── SELECTED EXTRACT

In the August edition of Christianity+Renewal there is an excellent article by Tony Campolo, one of the regular feature writers.

In it he says, on the subject of gay marriage

What is being ignored, however, is that it is not gay people who have put the family in jeopardy. The traditional family is in danger, not because so many gays want to get married, but because so many heterosexuals have chosen to get divorced. In fact, nearly half of new heterosexual marriages now end in divorce. In addition, more than 30% of today's young couples choose to live together without even bothering to get married. Churches, however, have made no headlines around these issues. On the contrary, when it comes to divorce, lately we Christians have had little to say.

As I listen to church leaders declare that the Bible requires them to condemn gay marriage I wonder how they reconcile their claims of full obedience to Scripture with their willingness to welcome those who are divorced and remarried into their congregations. Doesn't Mark 10:11-12 describe Jesus specifically declaring that divorced people who remarry are living in adultery?

If such leaders insist on 'doing the Bible thing', then they ought to at least be consistent. It isn't fair to use the Bible to clobber gays who want to get married without also using it to exclude divorced people who want to get remarried. If they must call their members' gay sons and daughters an abomination to God, should not those preachers also start condemning the children of the congregants who are living together out of wedlock?

────
── DATA FOR ANALYSIS

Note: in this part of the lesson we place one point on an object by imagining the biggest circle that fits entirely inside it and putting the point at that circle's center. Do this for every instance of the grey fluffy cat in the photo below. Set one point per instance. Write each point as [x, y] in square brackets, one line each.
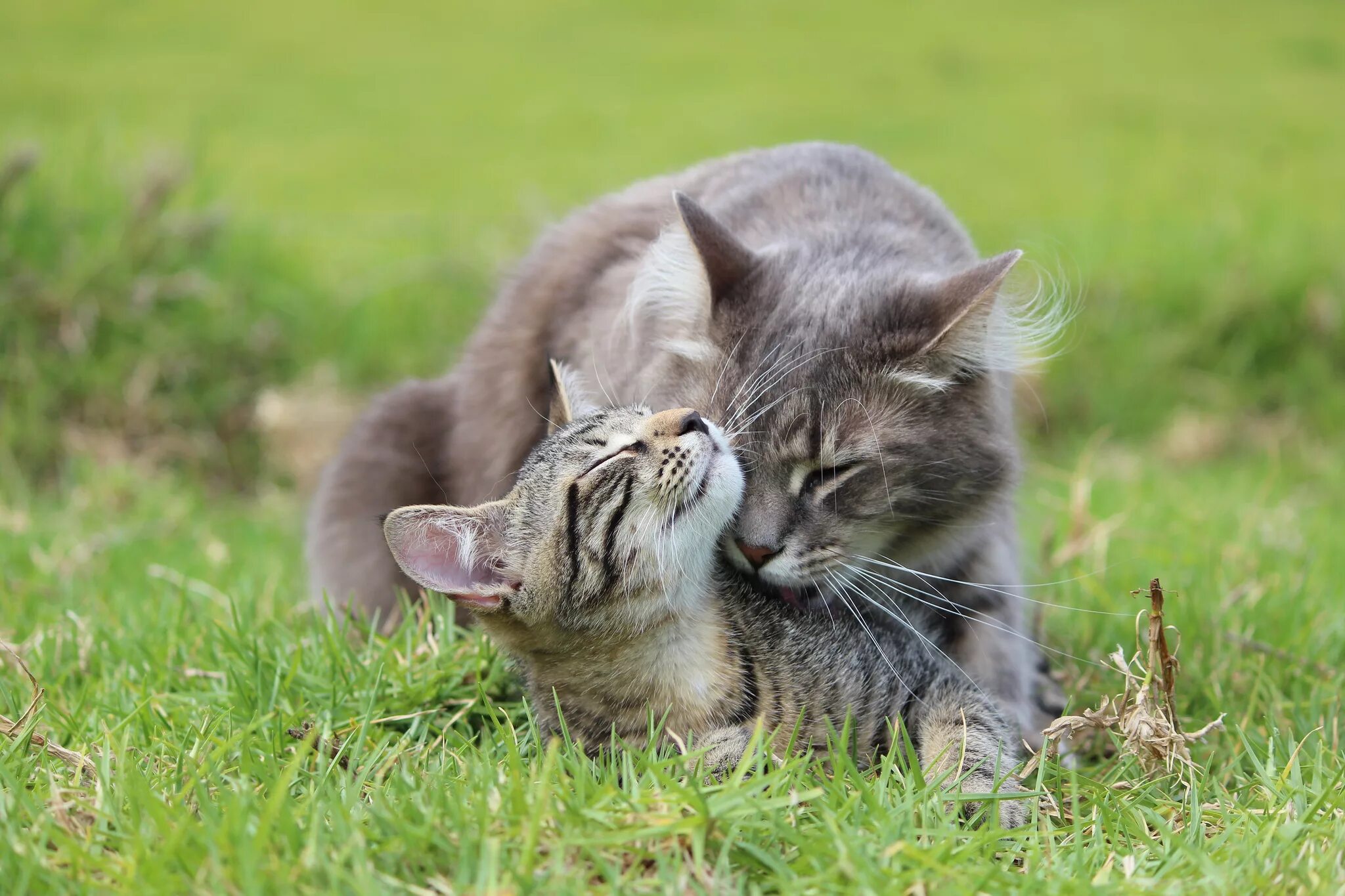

────
── DATA FOR ANALYSIS

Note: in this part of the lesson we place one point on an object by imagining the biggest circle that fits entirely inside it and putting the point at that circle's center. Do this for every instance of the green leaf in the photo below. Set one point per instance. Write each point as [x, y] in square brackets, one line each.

────

EXPLORE THE MATERIAL:
1. Please write out the part of the gay marriage excerpt starting with "If such leaders" and going on through "out of wedlock?".
2. Condense the paragraph of the gay marriage excerpt that begins "What is being ignored, however" into a shorter version that keeps its main facts.
The data comes from a separate source and is unrelated to the text.

PROBLEM SOLUTIONS:
1.
If such leaders insist on 'doing the Bible thing', then they ought to at least be consistent. It isn't fair to use the Bible to clobber gays who want to get married without also using it to exclude divorced people who want to get remarried. If they must call their members' gay sons and daughters an abomination to God, should not those preachers also start condemning the children of the congregants who are living together out of wedlock?

2. The traditional family is threatened not by gay people wanting to marry but by heterosexual divorce. Nearly half of new heterosexual marriages end in divorce, and over 30% of young couples live together without marrying. Yet churches have made no headlines about these issues and have said little lately about divorce.